PC: Did you become aware of it mostly through reading papers, or were you traveling to Israel or traveling to Europe, where these communities were established?
HN: No. As I said, it was very difficult for young researchers to go abroad from Japan to visit.
PC: Even as a faculty, that remained a challenge?
HN: Yes. I didn't have a lot of funding at a time.
PC: What was your impression of the community from such a distance?
HN: As I said, I didn't have direct communications with that community of neural networks, or error correcting codes, or spin glasses, but I respected those physicists working on those topics of neural network theory or error correcting codes. They found very interesting problems outside of physics yet solved [them] by physics-based approaches.
PC: A couple years later, you tried in a direction you were just mentioning, error correcting codes. How did you get interested in that problem and its connection to spin glasses? Was it also through the literature?
HN: Yes, through the literature. In fact, Professor Pal Rujan, from [Oldenburg,] Germany sent me a preprint—he knew my work on spin glass theory—by post, of course at that time. His manuscript, which was later published in Physical Review Letters, showed by numerical methods that decoding of an error correcting code becomes optimal, in some sense, at a finite temperature that corresponds to the so-called Nishimori line in the phase diagram—of the spin glass theory. I didn't have any knowledge about error-correcting codes at that time, but I was attracted by his statements. So, I started to learn that topic very vigorously. I understood what it meant, and started to work to prove that his numerical result was indeed correct. I could prove it analytically. During that process, I learned that Nicolas Sourlas, from Paris, opened that field for physicists by his famous paper [that] appeared in Nature. I just wondered why it was published in Nature that mathematical topic.

* **WRITTEN EXERCISE A**:
Answer these questions about the interview on spin glasses and error correcting codes:
(i) What was very difficult for young researchers in Japan to do?
(ii) In which journal was the manuscript by Professor Pal Rujan later published?
(iii) In which journal did the paper by Nicolas Sourlas appear?
The records bear no relation to the interview excerpt.

(Position annotation records)
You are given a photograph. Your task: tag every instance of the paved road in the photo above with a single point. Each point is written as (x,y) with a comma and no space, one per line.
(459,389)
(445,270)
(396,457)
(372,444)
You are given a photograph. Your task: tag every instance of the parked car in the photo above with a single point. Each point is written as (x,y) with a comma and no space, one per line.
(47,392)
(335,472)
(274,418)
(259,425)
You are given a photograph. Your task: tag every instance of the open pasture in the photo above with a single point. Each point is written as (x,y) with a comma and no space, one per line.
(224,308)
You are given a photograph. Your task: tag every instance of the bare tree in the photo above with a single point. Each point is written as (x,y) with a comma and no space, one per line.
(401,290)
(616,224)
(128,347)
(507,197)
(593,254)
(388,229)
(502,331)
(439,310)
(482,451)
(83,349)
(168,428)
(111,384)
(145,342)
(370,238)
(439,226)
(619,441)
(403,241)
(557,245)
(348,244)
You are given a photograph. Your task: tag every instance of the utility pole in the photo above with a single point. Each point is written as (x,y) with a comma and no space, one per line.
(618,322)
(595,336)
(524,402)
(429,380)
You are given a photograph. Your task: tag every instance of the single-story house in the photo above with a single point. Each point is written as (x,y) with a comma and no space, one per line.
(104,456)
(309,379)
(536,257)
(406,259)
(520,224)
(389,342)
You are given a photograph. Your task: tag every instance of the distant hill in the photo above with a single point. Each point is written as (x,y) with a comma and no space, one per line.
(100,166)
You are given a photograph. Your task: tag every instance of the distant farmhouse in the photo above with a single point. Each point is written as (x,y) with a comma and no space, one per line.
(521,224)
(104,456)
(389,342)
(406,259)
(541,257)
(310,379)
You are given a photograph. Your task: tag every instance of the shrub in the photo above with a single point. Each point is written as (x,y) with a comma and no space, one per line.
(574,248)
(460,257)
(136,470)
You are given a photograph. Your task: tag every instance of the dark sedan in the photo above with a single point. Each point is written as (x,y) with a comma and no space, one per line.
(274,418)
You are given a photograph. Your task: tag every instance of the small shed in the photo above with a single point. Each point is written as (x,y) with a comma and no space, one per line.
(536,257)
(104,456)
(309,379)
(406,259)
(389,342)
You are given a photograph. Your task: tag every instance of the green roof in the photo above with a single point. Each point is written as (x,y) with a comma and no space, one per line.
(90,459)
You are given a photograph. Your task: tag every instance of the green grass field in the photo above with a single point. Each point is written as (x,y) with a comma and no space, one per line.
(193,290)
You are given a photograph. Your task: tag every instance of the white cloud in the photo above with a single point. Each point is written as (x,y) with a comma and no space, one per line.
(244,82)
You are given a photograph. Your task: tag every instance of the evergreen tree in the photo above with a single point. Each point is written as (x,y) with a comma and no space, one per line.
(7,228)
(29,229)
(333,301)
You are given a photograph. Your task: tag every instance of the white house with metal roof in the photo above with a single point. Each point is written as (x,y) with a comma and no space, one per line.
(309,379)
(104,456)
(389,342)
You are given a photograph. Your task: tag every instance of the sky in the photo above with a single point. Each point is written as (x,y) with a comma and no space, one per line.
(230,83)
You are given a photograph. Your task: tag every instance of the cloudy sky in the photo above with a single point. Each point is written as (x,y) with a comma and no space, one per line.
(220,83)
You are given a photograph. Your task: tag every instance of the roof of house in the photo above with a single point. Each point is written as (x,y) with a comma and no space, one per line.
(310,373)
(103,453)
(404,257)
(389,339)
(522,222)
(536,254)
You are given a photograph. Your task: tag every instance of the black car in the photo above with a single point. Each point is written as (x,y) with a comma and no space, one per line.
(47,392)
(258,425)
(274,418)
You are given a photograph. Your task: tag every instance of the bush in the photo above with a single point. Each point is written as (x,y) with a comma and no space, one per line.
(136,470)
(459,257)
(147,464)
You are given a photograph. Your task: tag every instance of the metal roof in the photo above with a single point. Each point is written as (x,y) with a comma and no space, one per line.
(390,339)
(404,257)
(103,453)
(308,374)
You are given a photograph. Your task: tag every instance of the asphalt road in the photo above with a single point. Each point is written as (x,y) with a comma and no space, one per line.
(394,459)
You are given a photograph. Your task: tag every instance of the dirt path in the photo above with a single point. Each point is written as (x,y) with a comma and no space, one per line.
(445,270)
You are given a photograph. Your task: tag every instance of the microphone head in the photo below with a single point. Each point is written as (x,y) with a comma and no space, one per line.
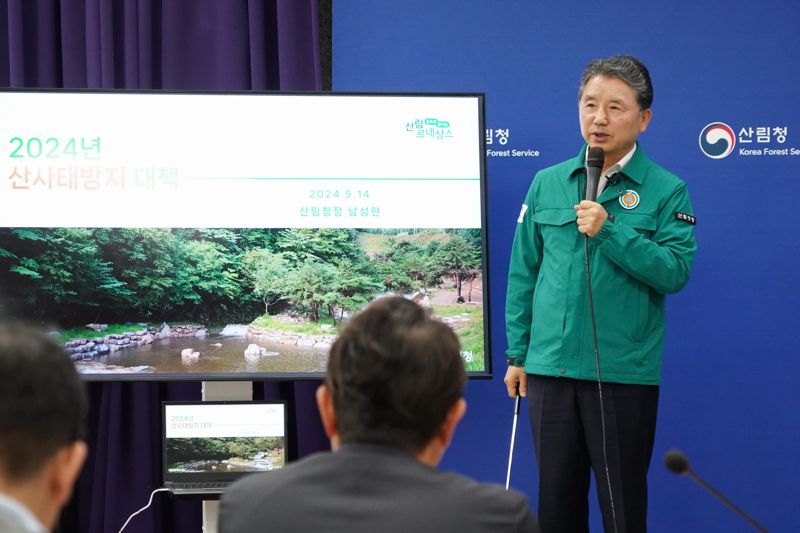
(676,462)
(595,157)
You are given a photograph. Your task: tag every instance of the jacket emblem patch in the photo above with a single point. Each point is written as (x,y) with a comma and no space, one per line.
(629,200)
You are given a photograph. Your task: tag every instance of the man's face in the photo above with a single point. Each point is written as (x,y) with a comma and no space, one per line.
(610,117)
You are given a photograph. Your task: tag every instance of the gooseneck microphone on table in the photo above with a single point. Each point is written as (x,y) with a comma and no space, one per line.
(678,463)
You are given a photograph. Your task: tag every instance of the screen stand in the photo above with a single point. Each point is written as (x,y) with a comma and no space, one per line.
(214,391)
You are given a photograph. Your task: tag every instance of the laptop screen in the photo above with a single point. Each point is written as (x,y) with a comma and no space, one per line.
(216,441)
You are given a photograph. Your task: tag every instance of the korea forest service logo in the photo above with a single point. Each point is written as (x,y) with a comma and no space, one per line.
(717,140)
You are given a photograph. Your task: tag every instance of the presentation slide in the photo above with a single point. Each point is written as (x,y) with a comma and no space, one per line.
(170,235)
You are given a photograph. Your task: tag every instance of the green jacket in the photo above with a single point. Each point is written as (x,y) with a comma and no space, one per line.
(644,251)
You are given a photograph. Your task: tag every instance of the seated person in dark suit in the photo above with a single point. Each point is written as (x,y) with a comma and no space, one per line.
(390,402)
(42,412)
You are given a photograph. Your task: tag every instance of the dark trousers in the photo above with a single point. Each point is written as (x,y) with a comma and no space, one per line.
(568,437)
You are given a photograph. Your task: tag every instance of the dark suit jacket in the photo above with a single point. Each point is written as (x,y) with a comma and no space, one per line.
(371,489)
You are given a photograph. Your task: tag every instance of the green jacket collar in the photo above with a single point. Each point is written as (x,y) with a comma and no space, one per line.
(635,169)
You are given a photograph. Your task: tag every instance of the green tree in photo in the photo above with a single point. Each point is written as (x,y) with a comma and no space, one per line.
(310,283)
(460,259)
(268,273)
(62,266)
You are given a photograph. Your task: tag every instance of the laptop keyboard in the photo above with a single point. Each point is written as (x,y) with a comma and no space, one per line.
(204,486)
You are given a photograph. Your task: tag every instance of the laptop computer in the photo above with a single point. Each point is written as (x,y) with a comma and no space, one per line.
(206,446)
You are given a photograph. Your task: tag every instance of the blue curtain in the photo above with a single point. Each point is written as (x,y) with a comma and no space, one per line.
(159,44)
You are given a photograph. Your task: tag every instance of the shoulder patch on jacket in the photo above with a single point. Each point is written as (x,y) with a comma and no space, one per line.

* **WRITTEN EXERCISE B**:
Pick out every line in the records that contains the string "white".

* **FINISHED ANSWER A**:
(i) Going abroad from Japan to visit.
(ii) Physical Review Letters.
(iii) Nature.

* **FINISHED ANSWER B**:
You are given a photograph. Your task: tag every instance of the white cloud in the photo above with a single point. Each point is written as (x,y) with a comma and no space, one per line.
You are given a photograph. Your task: tag every instance of the white house with metal roof in the photo above with a single point. Each point is written as (x,y) with a comma and no space, one per line.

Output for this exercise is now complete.